─── RECORDS FOR THIS EXERCISE ───
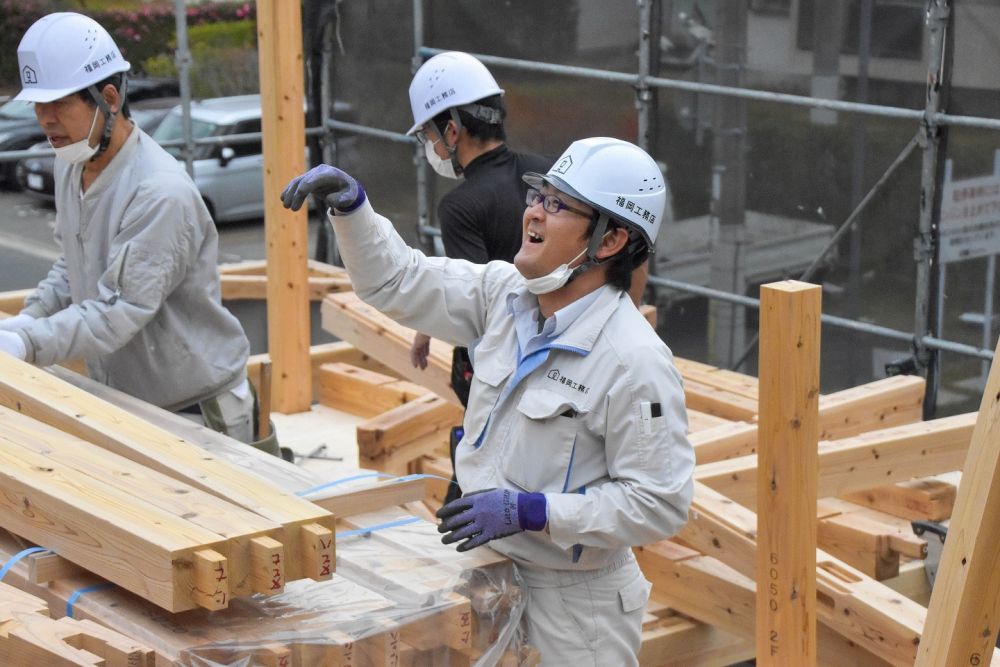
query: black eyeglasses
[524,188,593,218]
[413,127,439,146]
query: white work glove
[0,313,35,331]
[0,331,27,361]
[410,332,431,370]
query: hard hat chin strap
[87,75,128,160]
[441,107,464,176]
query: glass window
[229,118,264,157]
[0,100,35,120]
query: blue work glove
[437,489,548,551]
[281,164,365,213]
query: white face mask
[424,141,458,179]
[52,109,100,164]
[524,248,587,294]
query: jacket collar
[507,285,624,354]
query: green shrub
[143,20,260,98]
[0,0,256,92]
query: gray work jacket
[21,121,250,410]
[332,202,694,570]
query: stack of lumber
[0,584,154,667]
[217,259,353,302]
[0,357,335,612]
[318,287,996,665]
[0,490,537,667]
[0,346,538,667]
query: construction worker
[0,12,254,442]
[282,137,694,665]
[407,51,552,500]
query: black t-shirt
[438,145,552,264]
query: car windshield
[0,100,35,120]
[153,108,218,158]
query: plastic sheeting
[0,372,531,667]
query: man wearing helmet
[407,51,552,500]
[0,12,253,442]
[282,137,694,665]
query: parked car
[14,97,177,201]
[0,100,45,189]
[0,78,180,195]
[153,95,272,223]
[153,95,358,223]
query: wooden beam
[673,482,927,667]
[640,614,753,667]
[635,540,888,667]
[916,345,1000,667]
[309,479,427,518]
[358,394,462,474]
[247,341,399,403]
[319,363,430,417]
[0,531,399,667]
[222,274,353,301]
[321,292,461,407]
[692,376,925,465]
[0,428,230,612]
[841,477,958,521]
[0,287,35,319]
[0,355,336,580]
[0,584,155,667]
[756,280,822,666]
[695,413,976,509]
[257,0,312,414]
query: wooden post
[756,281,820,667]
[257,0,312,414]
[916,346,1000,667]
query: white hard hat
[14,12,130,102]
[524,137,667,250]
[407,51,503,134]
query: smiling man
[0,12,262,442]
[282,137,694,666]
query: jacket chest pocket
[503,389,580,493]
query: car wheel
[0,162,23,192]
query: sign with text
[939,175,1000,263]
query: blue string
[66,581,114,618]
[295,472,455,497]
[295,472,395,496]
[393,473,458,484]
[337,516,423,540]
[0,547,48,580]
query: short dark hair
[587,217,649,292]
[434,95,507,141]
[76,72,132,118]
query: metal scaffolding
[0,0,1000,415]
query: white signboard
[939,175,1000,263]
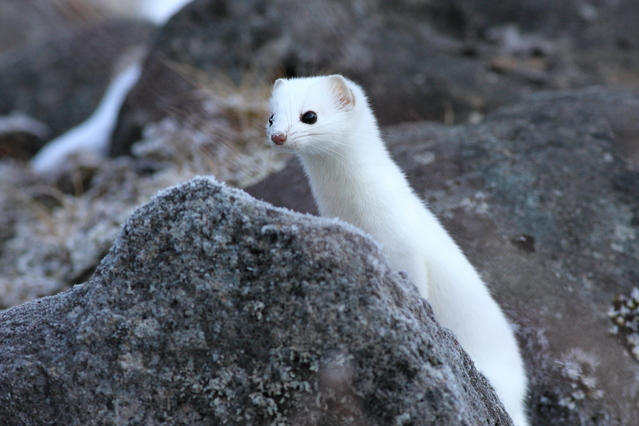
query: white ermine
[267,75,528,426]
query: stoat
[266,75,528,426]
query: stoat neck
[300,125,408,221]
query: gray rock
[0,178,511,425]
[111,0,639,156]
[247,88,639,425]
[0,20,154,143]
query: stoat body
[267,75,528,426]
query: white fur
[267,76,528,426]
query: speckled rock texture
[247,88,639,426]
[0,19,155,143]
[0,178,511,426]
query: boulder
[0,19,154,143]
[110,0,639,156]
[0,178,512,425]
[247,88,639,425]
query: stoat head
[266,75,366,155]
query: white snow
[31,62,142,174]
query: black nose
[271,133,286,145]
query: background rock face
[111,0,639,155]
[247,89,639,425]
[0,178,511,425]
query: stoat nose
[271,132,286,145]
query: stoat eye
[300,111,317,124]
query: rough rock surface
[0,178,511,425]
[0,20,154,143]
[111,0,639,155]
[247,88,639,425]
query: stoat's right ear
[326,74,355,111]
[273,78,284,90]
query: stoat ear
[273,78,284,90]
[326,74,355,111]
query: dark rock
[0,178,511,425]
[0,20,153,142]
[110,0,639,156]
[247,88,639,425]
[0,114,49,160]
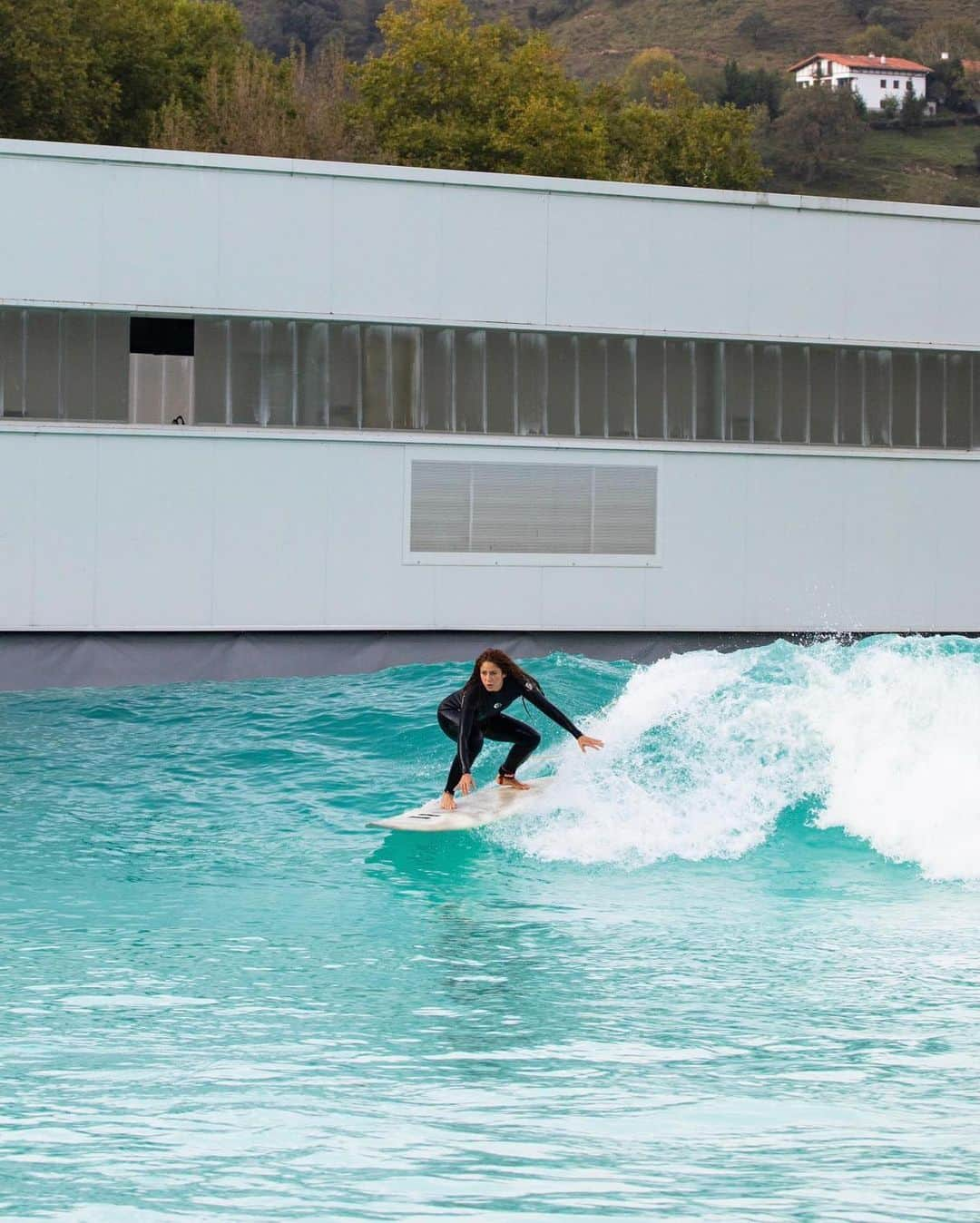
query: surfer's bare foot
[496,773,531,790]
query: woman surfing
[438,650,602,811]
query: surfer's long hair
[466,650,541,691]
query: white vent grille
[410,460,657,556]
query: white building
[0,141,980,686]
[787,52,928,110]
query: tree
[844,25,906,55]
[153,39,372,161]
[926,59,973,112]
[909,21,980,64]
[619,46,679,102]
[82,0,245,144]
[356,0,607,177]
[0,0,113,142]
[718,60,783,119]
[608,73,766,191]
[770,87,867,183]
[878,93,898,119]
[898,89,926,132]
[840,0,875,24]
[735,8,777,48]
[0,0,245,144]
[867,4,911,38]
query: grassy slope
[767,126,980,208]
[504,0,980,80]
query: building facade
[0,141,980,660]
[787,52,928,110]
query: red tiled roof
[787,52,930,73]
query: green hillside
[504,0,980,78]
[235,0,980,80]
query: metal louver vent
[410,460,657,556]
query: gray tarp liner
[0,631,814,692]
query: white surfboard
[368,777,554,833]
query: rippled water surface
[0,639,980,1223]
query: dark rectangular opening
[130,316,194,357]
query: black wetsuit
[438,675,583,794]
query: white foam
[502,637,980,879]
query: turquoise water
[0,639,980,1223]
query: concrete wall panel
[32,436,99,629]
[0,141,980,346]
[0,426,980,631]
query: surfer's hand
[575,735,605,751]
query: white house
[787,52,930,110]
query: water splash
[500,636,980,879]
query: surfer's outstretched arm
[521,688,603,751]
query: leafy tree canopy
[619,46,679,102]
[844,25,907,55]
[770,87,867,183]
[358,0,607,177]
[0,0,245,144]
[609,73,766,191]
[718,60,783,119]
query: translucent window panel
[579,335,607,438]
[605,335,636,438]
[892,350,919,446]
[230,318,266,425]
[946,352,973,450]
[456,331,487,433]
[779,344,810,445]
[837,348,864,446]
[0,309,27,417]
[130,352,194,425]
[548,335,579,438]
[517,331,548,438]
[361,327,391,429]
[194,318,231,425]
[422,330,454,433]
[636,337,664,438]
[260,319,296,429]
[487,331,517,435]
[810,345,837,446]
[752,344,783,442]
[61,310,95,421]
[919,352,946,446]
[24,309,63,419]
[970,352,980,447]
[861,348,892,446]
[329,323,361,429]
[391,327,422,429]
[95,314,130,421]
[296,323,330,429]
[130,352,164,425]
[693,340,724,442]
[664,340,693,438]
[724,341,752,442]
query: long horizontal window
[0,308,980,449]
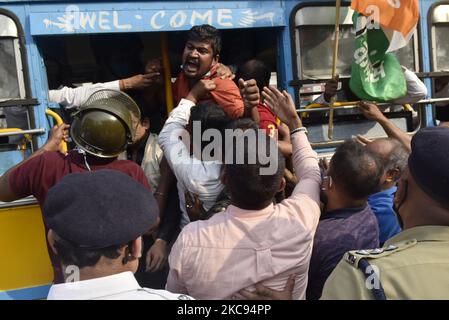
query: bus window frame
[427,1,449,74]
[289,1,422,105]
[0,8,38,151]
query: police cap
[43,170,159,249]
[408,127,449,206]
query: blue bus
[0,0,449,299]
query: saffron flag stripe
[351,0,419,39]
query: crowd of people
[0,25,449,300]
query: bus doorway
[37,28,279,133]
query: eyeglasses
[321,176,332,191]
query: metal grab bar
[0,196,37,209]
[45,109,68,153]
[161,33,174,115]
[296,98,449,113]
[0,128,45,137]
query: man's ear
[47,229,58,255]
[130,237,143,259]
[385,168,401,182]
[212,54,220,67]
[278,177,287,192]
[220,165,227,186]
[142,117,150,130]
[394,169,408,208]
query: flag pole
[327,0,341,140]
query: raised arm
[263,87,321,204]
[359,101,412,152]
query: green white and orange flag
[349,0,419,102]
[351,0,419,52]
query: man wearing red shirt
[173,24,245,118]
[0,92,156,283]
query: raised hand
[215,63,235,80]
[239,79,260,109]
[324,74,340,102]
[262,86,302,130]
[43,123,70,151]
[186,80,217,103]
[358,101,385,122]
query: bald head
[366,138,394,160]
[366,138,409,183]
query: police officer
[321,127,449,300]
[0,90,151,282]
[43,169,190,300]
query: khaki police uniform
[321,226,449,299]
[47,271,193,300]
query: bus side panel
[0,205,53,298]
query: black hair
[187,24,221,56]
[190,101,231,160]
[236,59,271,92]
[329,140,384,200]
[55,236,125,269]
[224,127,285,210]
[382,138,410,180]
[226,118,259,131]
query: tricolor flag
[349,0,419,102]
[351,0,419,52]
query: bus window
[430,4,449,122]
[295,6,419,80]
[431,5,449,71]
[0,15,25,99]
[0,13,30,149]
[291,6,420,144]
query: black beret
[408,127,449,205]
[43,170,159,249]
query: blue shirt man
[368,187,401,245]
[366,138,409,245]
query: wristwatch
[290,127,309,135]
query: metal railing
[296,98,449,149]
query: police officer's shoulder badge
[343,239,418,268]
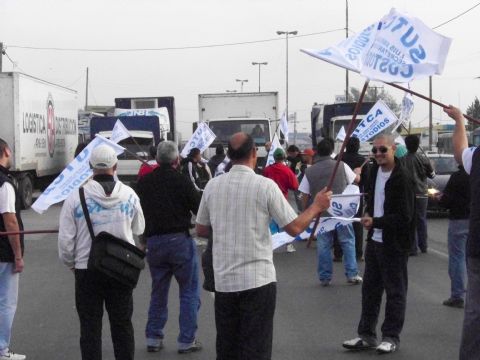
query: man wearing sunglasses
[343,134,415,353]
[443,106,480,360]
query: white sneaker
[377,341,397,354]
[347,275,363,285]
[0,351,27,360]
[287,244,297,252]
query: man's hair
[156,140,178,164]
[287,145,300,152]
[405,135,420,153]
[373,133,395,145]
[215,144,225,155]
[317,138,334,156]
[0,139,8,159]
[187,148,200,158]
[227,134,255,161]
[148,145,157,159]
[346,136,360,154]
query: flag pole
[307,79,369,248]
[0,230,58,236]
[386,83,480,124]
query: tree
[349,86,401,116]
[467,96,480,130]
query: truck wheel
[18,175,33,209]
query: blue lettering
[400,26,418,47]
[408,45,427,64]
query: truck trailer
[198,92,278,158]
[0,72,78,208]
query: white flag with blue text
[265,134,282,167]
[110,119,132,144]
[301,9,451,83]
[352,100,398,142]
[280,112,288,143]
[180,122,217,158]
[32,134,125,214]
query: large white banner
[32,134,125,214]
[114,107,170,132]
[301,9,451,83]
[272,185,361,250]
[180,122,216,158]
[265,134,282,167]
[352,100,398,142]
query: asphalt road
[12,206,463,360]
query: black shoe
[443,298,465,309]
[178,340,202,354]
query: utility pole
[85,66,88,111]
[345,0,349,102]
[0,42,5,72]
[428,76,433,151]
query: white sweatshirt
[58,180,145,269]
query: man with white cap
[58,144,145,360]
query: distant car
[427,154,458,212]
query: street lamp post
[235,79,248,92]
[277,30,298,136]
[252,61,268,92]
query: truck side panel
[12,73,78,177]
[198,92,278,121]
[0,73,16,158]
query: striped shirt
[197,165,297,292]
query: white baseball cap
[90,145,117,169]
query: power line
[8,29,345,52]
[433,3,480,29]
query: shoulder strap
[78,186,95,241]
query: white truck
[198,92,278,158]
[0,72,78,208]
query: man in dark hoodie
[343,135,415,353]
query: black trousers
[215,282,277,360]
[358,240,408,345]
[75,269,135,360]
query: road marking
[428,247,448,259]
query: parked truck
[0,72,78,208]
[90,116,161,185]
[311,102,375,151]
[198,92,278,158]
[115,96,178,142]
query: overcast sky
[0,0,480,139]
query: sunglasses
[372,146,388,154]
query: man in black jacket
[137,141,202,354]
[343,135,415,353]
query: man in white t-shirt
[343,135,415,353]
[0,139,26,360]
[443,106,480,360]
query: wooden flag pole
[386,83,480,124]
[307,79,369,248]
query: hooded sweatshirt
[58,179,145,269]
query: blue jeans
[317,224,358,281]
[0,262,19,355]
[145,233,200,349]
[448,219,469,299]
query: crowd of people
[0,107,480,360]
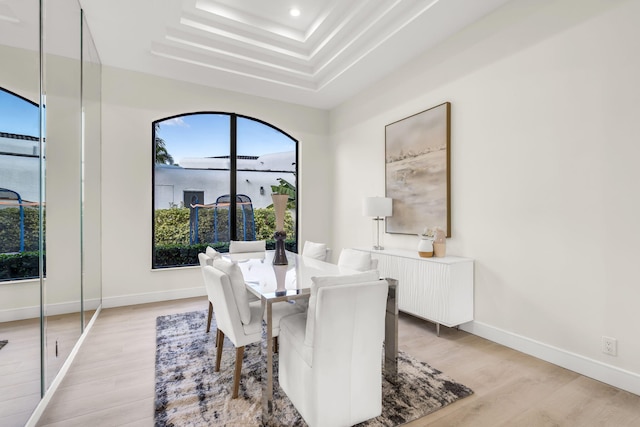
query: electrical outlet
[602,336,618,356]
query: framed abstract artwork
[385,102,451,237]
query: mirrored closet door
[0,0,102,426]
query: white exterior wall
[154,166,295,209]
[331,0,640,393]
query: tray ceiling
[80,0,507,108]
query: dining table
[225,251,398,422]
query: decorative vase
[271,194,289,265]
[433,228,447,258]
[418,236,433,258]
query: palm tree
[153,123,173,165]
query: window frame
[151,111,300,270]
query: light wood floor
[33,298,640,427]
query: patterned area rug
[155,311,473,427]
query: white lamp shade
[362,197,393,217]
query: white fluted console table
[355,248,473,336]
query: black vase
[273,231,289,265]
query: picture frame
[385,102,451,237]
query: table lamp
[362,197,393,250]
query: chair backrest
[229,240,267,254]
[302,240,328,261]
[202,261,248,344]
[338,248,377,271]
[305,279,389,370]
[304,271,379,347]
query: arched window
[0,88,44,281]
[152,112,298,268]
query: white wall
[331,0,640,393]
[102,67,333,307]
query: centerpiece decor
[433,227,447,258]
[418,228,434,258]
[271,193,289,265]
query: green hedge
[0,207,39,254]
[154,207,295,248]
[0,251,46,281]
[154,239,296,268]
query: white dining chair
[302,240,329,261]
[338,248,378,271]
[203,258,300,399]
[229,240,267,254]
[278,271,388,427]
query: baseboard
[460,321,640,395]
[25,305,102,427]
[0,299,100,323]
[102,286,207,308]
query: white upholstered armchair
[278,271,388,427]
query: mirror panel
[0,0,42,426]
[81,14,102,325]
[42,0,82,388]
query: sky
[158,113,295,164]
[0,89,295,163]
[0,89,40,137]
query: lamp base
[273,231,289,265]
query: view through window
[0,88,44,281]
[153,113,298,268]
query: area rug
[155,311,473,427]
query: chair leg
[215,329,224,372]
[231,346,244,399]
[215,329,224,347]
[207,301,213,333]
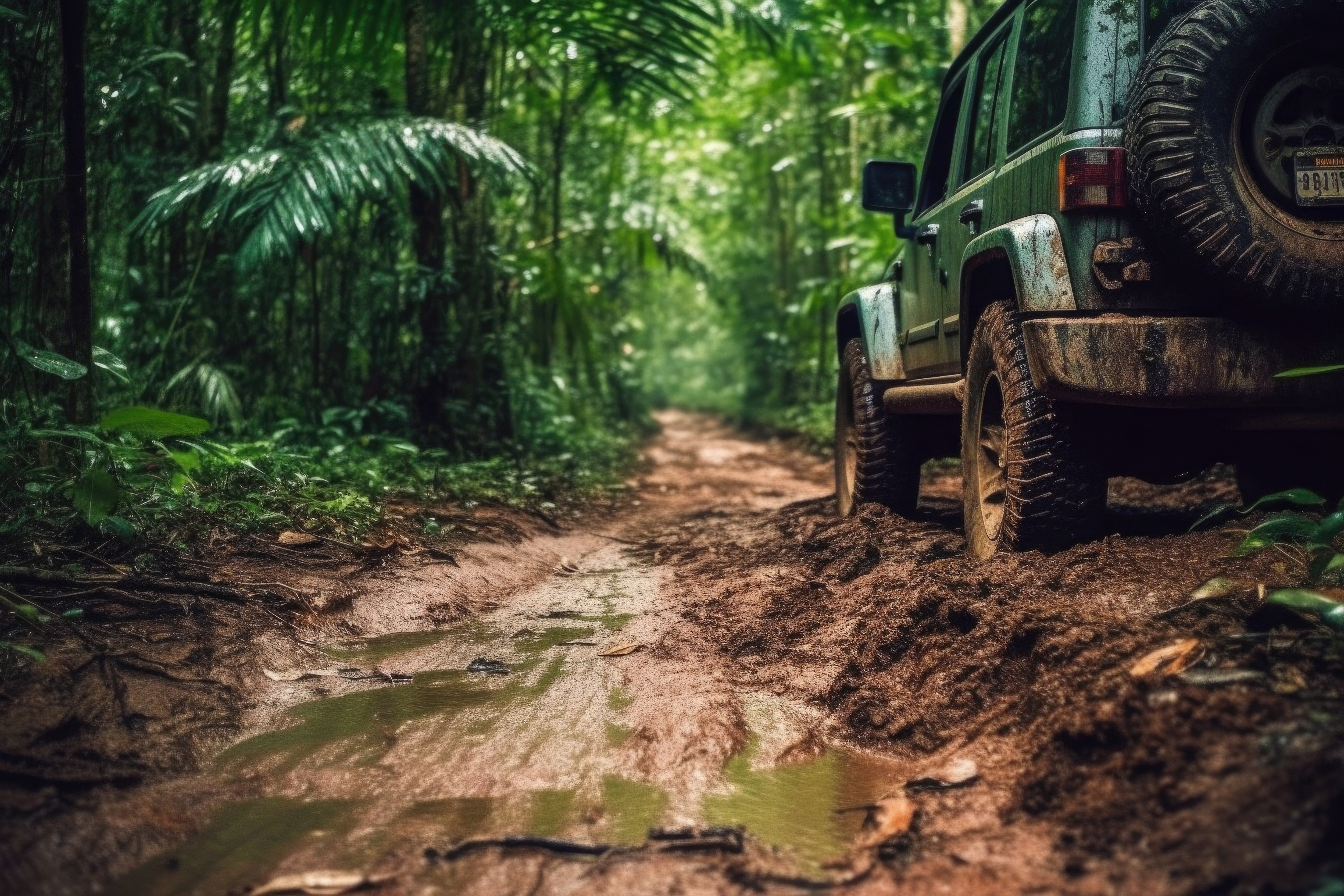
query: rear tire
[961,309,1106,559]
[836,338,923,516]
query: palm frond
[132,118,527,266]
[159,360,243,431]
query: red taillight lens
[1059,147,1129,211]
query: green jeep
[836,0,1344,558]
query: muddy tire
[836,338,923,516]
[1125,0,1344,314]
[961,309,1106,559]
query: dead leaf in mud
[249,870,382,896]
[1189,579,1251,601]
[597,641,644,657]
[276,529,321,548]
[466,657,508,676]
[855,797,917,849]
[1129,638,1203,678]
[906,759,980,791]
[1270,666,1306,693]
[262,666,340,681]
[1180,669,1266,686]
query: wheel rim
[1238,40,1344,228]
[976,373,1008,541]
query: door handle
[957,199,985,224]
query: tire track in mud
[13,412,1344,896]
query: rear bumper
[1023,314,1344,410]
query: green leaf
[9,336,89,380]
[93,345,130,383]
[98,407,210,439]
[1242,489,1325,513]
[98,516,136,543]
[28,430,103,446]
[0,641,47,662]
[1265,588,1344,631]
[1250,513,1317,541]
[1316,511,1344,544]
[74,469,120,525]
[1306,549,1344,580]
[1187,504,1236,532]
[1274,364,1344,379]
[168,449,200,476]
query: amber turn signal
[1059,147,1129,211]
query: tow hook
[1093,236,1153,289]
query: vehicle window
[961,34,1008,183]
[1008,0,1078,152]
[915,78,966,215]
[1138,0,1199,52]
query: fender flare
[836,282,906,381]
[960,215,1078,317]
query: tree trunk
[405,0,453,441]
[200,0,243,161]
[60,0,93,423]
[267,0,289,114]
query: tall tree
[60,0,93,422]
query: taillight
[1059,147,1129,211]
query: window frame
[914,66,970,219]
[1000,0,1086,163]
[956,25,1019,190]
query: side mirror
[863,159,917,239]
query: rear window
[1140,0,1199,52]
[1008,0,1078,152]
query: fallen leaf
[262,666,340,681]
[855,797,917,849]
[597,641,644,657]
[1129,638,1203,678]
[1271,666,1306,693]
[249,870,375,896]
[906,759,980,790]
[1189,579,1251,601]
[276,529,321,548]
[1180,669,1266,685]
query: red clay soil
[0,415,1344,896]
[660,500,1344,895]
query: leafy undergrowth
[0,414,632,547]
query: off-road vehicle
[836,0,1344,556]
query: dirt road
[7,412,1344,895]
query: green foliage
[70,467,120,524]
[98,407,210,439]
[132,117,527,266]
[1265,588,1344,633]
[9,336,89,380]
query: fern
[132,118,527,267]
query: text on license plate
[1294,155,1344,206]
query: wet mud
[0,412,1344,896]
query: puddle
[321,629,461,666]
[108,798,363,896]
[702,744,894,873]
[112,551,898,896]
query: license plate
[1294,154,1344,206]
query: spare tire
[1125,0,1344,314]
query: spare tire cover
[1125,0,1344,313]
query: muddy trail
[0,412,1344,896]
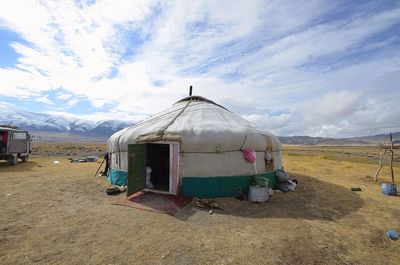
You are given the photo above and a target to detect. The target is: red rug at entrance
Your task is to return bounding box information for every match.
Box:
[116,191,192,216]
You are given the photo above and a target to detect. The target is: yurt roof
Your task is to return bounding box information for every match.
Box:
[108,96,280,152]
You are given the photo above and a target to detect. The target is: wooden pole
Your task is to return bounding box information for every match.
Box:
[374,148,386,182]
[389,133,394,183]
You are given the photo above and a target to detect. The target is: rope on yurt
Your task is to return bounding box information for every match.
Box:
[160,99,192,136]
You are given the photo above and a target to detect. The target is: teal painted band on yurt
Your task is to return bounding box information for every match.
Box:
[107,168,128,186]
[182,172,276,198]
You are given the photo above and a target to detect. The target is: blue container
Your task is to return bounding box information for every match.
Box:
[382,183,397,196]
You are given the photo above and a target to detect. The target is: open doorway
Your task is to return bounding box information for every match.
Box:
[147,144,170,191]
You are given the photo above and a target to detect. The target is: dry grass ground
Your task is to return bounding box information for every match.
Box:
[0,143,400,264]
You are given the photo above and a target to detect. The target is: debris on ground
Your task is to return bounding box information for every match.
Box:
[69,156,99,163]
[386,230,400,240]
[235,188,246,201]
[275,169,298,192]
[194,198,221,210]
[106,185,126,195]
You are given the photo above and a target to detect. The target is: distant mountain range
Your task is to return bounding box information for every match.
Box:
───
**EXERCISE PROMPT**
Rewrite the material from the line with "query: parked truck" to the line with "[271,193,289,265]", putting "urn" wherever "vase" appears and leaving everything else as it is. Omit the picture lines from your answer.

**TASK RESULT**
query: parked truck
[0,72,78,208]
[90,116,161,185]
[311,102,375,151]
[198,92,278,158]
[115,96,178,142]
query: overcast sky
[0,0,480,139]
query: sunglasses
[372,146,388,154]
query: man in black jacket
[137,141,202,354]
[343,135,415,353]
query: man in white t-shirt
[343,135,415,353]
[0,139,26,360]
[443,106,480,360]
query: wooden flag pole
[386,83,480,124]
[307,79,369,248]
query: hooded sweatshirt
[58,179,145,269]
query: blue jeans
[317,224,358,281]
[0,262,19,355]
[145,233,200,349]
[448,219,469,299]
query: crowd of people
[0,107,480,360]
query: electrical outlet
[602,336,618,356]
query: framed abstract artwork
[385,102,451,237]
query: mirrored closet door
[0,0,102,426]
query: white exterior wall
[154,166,295,209]
[331,0,640,393]
query: tray ceiling
[80,0,507,108]
query: dining table
[225,251,398,422]
query: decorative urn
[271,194,289,265]
[433,228,447,258]
[418,236,433,258]
query: palm tree
[153,123,173,165]
query: window frame
[151,111,300,270]
query: light wood floor
[33,298,640,427]
query: patterned area rug
[155,311,473,427]
query: white lamp shade
[362,197,393,217]
query: white fluted console table
[355,248,473,336]
query: black urn
[273,231,289,265]
query: picture frame
[385,102,451,237]
query: table lamp
[362,197,393,250]
query: chair backrest
[229,240,267,254]
[302,240,328,261]
[202,261,248,344]
[338,248,377,271]
[305,279,389,370]
[304,271,379,347]
query: arched window
[0,88,44,281]
[152,112,298,268]
query: white wall
[331,0,640,393]
[102,67,333,307]
query: centerpiece decor
[433,227,447,258]
[418,228,434,258]
[271,193,289,265]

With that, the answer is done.